Records in a dataset:
********
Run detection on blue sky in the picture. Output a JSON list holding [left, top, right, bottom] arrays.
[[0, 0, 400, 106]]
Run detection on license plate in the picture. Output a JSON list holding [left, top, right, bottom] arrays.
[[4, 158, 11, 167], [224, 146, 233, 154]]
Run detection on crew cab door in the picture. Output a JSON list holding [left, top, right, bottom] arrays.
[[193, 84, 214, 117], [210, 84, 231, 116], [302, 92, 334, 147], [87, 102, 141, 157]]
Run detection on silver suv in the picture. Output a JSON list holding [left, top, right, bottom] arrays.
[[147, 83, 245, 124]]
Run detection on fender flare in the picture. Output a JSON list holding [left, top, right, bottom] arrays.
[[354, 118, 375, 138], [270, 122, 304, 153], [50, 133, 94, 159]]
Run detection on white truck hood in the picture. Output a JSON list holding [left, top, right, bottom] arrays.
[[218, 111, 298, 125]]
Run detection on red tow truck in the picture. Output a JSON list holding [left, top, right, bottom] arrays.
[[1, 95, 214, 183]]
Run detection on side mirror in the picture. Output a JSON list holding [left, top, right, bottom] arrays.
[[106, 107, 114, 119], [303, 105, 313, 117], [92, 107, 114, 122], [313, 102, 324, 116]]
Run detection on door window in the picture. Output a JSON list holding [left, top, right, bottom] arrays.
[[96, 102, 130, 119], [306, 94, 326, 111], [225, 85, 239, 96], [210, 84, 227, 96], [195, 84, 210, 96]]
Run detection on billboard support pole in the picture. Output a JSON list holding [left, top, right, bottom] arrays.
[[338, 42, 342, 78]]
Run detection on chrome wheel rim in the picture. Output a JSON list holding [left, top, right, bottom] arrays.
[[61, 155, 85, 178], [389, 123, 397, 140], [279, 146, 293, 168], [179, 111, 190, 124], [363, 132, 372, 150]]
********
**Exercise aim:** Reproduce the stretch of material from the line containing "Run detection on crew" through the end, with both ends included and every line left as it is.

**Final result:**
Run detection on crew cab door in the picture. Output a JSON list holding [left, top, right, bottom] arrays.
[[193, 84, 214, 117], [210, 84, 231, 116], [302, 92, 334, 147], [87, 102, 141, 157]]
Run detection on silver suv in the picture. Output a JSON list holding [left, top, right, bottom] arrays.
[[147, 83, 245, 124]]
Run detection on fender flare in the picture. Output a JSON list holding [left, top, right, bottom] arrays.
[[354, 118, 375, 138], [270, 122, 304, 153], [50, 133, 94, 159]]
Run detection on white truck hood in the picture. Output a JSON list holding [left, top, right, bottom] arrays.
[[218, 111, 298, 125]]
Run detection on red tow truck in the picture. Output a JSON list holding [left, top, right, bottom] arrays.
[[1, 95, 214, 183]]
Run detection on side mirror in the picture. Output a JSON list holding [left, top, right, bottom] arrays.
[[106, 107, 114, 119], [303, 105, 313, 117], [92, 107, 114, 122], [313, 102, 324, 116]]
Run detection on door window in the picture. Output a JSON list holding [left, top, right, bottom] arrays.
[[96, 102, 130, 119], [306, 94, 326, 111], [225, 85, 239, 96], [210, 84, 227, 96], [195, 84, 210, 96]]
Run detection on billboard support pole in the picture. Output a JSON list holding [left, top, right, bottom] arrays.
[[338, 42, 342, 78]]
Run detection on chrome wheel rim in the picture. Output a JSON list holding [left, top, right, bottom] arrays.
[[61, 155, 85, 178], [389, 123, 397, 140], [279, 146, 293, 168], [179, 111, 190, 124], [363, 132, 372, 150]]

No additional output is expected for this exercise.